**Request:** Find the line containing "Mark each instance of the corrugated". Retype it and every line after it through the end of the entries, exactly as written, with nothing added.
************
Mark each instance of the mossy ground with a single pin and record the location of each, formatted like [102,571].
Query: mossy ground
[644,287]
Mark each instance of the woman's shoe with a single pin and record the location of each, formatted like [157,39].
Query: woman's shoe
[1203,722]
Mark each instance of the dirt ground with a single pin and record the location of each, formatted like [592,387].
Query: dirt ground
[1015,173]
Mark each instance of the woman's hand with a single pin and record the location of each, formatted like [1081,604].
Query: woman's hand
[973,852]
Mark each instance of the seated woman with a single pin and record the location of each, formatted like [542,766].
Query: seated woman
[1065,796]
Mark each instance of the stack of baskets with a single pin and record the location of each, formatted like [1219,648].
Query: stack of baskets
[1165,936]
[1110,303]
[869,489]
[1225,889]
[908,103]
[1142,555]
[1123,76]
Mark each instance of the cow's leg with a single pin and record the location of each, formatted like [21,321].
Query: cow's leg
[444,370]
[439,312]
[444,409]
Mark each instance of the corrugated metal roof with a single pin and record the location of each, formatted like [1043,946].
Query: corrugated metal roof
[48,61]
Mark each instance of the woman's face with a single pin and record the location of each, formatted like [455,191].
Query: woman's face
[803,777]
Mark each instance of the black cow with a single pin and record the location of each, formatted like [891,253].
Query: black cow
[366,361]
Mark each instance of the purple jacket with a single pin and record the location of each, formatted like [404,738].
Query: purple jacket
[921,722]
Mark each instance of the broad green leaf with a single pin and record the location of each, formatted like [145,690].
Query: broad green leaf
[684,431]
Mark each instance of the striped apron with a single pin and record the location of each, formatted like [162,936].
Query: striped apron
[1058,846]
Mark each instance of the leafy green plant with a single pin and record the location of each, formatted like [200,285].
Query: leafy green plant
************
**Output for this exercise:**
Mark each instance of the corrugated metal roof with a single pin and record the location of each, formatted like [1043,946].
Query: corrugated metal roof
[48,61]
Mark each instance of the woman's face with a single pin and record the location of each, formatted like [455,191].
Query: woman's face
[803,777]
Mark each instance of the black cow with a single pin and record the location of each, formatted like [891,253].
Query: black cow
[366,361]
Mark each instance of the purple jacket with a single pin and record the location of each, formatted like [404,738].
Query: purple jacket
[921,722]
Mark each instance of the broad green leaf with a single pin and record the location of each, formatted like [145,690].
Query: broad green leaf
[684,431]
Mark each instance of the striped apron with a single pin and record the location of each, formatted like [162,936].
Query: striped apron
[1058,846]
Mark each instance of the leafy green plant with a single pin and record the location of each, formatted like [200,285].
Query: leafy green plant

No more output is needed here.